Set tasks:
A: Repeat the stretch of the Huawei electric car article from "The practice of" through "phone retail stores.".
B: Carry on the Huawei electric car article from the point at which it ends.

Given text:
+ + + +

According to Bloomberg, following the resounding success of the Aito M7 SUV electric car, Huawei is now planning to launch two more new car models to demonstrate China’s strength in the electric vehicle sector to the world.

Although Huawei faces challenges in the smartphone market due to restricted semiconductor supply from the United States and Western countries, it is precisely because of these challenges that the Chinese conglomerate has diversified its product portfolio and made significant breakthroughs in the electric vehicle industry.

For instance, Huawei’s Aito M7 series is priced at only 250,000 Chinese yuan, equivalent to $34,300, which is much cheaper than other models of the same category from Tesla. This product is a result of Huawei’s collaboration with Seres Group and has received 80,000 orders within just the first 50 days of its launch.

The success of Huawei demonstrates that despite pressure in the smartphone and 5G sectors, Chinese businesses can still find a way to thrive with the support of the government and the technological infrastructure built over many years.

Furthermore, Huawei’s ability to secure numerous orders for its electric car model also showcases China’s advantage in current automotive manufacturing capabilities.

Instead of investing heavily in developing electric vehicles like many other young startups, Huawei has chosen to outsource most of the hardware components and focus on its core strength: software.

After developing the control systems and driver assistance features, Huawei simply applies its brand label and sells the products. Meanwhile, the manufacturing responsibilities are handled by the startups, which benefit from the orders and do not have to worry about market penetration since they are associated with a renowned name like Huawei.

Aito M7

Is making electric cars easy?

According to Bloomberg, Huawei is collaborating and outsourcing with at least five other automobile manufacturers to develop electric cars under its brand label. The company is soon set to launch two new electric car models, the Avatr 12, produced by Chongqing Changan Automobile, and the Luxeed S7, produced by Chery Automobile.

By outsourcing the entire production process, Huawei focuses solely on developing control software and driver assistance features, such as customization on highways or voice interaction capabilities.

The practice of outsourcing and branding is also favored by many startups, as they can increase sales thanks to the reputation of Huawei. With its vast distribution channels, Huawei sells the Aito electric car directly in its mobile phone retail stores.

It should be noted that Huawei is currently leveraging the national spirit of the Chinese people to stimulate sales.

According to Bloomberg, many customers purchased the newly released 5G product, the Mate 60, as an act of national pride and patriotism, rather than solely for practical use. This is the first return of Huawei to the smartphone market since facing Western sanctions on chips.

This pattern may also repeat itself in Huawei’s electric vehicle sector.

“The success of the Aito-Huawei electric car is 50% due to the national spirit and the other half is due to technological quality,” said Daniel Kollar, Director of the consulting firm Intralink.

Currently, experts are closely monitoring Huawei’s moves to determine the long-term viability of this electric vehicle business model, considering the presence of over 100 competitors in the market and hundreds of electric car models available for customers to choose from.

According to the disclosed information, the Avatr 12 model will be priced at 300,800 Chinese yuan and equipped with Huawei’s intelligent control software ADS 2.0, featuring 29 sensors and 11 high-capacity cameras.

+ + + +

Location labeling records

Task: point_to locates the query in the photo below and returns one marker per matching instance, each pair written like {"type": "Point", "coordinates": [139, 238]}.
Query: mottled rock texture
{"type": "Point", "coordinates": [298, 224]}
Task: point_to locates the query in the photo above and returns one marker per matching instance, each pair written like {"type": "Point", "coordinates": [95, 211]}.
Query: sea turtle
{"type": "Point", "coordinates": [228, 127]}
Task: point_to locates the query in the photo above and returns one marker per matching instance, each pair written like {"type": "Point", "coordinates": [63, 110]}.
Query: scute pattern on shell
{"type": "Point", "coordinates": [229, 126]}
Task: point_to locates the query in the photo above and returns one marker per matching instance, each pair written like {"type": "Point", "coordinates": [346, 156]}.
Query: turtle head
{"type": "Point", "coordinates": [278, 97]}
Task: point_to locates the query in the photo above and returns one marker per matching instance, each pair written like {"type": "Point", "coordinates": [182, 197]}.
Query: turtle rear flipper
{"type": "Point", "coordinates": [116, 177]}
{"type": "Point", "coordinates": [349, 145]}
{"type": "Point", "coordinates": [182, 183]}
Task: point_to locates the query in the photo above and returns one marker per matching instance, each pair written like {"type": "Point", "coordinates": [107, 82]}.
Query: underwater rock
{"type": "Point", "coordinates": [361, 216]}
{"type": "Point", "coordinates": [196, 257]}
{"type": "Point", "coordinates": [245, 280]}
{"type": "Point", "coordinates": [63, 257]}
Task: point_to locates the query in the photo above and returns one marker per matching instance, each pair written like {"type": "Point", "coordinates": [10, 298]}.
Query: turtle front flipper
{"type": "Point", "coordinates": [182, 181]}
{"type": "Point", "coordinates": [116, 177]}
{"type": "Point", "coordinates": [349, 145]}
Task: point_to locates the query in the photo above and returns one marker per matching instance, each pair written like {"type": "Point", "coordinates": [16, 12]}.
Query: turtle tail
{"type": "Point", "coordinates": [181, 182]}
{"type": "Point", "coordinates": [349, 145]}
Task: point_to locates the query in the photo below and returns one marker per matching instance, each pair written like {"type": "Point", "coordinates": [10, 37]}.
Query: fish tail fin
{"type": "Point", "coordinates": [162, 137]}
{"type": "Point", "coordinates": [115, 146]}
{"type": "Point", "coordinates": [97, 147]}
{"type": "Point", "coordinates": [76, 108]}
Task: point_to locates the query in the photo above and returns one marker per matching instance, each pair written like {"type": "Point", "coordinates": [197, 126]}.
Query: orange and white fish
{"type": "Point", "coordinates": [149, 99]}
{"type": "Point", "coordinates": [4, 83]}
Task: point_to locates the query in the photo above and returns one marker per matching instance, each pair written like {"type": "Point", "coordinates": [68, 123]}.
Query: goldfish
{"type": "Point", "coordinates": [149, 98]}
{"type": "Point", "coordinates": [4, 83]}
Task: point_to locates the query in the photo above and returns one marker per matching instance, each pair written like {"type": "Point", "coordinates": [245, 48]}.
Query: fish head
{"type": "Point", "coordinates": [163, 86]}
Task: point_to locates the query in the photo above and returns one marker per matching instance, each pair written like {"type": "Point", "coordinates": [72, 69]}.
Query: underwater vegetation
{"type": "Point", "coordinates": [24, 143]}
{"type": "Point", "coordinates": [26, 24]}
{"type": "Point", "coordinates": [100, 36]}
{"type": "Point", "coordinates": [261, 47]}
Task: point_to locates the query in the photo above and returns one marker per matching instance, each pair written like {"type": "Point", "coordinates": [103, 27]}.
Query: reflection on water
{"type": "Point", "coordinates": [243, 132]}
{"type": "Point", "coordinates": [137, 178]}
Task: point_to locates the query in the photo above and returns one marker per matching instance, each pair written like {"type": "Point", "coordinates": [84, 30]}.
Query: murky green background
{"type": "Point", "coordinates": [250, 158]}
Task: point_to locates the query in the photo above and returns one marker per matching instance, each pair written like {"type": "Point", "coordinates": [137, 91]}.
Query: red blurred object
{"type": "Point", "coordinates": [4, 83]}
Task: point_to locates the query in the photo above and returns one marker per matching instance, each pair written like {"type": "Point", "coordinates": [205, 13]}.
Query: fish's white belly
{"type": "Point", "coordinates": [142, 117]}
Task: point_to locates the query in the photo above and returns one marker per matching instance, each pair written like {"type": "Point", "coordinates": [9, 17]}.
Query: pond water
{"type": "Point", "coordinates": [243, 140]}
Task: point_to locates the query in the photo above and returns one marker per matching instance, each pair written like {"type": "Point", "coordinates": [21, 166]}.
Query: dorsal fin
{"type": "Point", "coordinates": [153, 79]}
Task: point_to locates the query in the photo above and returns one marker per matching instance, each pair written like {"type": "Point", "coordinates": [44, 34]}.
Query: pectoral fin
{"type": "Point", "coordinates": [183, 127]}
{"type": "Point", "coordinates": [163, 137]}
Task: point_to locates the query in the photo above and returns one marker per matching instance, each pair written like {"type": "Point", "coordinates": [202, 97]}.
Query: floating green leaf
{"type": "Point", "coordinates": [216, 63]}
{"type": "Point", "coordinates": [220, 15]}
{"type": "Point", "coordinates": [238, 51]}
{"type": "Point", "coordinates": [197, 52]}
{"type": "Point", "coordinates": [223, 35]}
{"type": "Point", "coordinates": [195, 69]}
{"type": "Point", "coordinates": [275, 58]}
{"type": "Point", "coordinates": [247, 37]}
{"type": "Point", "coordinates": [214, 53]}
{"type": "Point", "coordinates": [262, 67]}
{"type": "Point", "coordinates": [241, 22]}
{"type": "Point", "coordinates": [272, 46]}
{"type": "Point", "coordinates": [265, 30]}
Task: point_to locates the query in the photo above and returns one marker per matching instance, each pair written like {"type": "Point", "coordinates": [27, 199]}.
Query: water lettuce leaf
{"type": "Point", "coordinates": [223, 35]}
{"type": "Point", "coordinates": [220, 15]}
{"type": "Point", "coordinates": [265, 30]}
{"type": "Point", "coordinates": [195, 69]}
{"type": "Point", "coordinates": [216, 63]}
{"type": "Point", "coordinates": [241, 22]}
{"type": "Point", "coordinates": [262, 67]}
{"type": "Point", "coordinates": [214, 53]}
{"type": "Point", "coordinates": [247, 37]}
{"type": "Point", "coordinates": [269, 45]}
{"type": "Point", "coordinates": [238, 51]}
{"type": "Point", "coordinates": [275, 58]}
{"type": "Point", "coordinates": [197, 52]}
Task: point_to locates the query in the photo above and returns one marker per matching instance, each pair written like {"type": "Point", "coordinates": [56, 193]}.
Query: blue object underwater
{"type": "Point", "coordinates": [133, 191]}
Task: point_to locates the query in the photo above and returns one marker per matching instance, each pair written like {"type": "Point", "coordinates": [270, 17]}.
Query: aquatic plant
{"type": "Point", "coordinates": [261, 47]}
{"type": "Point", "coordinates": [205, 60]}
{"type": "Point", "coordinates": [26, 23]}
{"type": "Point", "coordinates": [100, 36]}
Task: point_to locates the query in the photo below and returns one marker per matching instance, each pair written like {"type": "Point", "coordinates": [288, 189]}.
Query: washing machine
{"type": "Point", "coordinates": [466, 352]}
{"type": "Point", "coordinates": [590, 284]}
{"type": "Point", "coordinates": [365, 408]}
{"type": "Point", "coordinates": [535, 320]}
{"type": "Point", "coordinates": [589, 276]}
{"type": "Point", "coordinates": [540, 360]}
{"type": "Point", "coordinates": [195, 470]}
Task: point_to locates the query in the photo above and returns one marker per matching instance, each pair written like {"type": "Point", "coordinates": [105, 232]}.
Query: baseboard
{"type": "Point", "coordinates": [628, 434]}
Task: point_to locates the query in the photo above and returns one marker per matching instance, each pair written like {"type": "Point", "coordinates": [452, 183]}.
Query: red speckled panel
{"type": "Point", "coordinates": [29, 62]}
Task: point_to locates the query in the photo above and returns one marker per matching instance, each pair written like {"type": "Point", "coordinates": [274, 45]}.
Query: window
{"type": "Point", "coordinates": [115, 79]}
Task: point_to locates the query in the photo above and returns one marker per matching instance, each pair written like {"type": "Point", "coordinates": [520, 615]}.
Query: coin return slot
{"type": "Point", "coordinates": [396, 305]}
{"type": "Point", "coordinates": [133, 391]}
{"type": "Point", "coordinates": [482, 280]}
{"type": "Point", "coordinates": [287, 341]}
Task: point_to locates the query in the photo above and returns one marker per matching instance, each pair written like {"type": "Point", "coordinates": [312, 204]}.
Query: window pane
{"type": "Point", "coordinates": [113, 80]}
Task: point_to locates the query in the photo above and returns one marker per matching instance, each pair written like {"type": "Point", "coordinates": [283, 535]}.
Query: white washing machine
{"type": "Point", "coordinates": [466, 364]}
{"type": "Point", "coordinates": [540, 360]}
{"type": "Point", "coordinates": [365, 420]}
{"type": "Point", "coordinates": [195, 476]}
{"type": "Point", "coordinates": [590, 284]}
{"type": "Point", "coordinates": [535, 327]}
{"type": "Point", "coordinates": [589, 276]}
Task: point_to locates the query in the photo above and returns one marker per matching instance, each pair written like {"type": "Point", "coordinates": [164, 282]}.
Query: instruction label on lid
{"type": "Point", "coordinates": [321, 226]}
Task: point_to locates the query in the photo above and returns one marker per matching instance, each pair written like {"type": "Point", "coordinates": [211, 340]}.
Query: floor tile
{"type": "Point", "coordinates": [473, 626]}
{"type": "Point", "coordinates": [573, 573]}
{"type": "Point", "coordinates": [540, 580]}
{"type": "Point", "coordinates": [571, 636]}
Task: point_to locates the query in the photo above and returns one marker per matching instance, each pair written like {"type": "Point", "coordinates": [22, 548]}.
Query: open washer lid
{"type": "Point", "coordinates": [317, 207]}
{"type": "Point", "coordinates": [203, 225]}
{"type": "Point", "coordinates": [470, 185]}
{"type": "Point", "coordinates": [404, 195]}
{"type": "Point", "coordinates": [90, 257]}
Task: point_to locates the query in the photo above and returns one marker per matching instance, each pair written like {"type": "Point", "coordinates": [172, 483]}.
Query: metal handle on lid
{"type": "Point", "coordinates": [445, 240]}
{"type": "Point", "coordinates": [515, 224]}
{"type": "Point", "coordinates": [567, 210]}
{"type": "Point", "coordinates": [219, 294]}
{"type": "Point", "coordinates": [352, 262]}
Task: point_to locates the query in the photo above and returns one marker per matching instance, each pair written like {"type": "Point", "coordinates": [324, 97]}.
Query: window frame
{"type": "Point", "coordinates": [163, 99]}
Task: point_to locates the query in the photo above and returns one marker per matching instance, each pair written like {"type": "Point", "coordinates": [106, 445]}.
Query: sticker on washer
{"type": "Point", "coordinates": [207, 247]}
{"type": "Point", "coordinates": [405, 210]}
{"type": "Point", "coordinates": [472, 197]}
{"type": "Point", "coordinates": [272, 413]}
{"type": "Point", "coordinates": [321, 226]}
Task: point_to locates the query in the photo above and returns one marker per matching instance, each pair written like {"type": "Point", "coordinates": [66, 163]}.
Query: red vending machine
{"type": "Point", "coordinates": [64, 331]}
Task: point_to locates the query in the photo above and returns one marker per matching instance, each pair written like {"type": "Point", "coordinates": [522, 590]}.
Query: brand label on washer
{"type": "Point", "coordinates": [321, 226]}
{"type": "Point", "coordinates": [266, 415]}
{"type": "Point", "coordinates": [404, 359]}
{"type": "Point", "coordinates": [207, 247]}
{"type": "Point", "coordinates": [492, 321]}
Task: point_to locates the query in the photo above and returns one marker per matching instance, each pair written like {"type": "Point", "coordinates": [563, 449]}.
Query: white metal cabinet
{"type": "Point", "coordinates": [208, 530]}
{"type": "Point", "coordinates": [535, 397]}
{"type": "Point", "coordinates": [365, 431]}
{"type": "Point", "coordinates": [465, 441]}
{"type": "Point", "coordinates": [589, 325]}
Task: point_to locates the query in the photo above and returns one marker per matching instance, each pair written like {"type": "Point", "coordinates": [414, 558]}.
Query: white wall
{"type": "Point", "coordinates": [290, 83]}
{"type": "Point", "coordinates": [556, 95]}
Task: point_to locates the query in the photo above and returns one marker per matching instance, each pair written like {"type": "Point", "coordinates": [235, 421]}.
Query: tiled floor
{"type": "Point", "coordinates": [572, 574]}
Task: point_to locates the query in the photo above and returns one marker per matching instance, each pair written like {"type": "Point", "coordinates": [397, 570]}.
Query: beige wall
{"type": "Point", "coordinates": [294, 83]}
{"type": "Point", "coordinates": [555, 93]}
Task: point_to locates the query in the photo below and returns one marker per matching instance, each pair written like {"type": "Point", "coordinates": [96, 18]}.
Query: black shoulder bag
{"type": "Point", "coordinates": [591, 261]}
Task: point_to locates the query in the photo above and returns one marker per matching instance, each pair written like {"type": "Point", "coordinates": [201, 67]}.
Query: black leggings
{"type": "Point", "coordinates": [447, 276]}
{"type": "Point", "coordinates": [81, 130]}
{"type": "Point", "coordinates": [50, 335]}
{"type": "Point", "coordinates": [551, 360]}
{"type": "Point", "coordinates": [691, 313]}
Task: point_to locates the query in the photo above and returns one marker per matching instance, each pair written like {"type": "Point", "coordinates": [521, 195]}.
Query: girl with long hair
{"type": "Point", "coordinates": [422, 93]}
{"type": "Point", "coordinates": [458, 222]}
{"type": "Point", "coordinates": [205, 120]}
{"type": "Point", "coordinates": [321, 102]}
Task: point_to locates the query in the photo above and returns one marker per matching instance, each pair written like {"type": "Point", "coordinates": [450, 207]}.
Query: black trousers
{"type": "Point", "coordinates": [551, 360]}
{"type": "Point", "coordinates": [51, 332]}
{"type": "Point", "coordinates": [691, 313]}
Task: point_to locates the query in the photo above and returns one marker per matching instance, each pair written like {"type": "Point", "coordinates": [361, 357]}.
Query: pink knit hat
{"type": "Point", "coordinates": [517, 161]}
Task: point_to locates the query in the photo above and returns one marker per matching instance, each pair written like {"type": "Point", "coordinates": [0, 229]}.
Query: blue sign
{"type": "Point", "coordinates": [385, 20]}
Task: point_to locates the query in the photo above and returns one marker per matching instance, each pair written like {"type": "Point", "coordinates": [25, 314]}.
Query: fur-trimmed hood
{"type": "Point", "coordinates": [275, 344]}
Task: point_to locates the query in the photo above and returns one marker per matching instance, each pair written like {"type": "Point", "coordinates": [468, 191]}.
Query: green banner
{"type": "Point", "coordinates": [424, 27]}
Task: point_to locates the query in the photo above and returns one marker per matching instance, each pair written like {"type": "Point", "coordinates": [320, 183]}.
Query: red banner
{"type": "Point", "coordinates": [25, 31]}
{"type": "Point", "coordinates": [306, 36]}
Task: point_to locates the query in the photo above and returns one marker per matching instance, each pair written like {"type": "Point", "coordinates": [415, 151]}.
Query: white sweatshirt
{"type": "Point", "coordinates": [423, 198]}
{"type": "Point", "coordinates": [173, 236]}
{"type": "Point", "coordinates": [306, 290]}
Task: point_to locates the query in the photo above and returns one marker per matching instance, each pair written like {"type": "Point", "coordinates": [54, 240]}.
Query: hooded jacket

+ + + +

Outputs for the tasks:
A:
The practice of outsourcing and branding is also favored by many startups, as they can increase sales thanks to the reputation of Huawei. With its vast distribution channels, Huawei sells the Aito electric car directly in its mobile phone retail stores.

B:
The collaboration between Chongqing Changan and Huawei in the Avatr series represents a new breakthrough in the electric vehicle industry. Chongqing has only sold 12,000 units of the previous Avatr model in the 12 months leading up to September 2023. Therefore, the collaboration with Huawei for the Avatr 12 is expected to boost sales and bring benefits to both parties.

Avatr 12

All for survival

According to Bloomberg, the outsourcing and branding strategy of Huawei’s electric cars is considered a smart solution in the context of a saturated Chinese market.

Self-production of electric cars has become unprofitable due to weak consumer demand, which is not enough to offset the costs amid Tesla’s ongoing price war.

Meanwhile, many electric car startups such as WM Motor and China Evergrande’s NEV have either filed for restructuring or halted trading due to their inability to repay debts.

Other young electric car companies have had to engage in buyouts and mergers with each other in order to survive in the competitive market.

Volkswagen and Audi have signed contracts with startups Xpeng and IM Motor to develop electric cars. Stellantis has invested $1.1 billion to acquire a 21% stake in Zhejiang Leapmotor Technology, an electric car startup based in Hangzhou.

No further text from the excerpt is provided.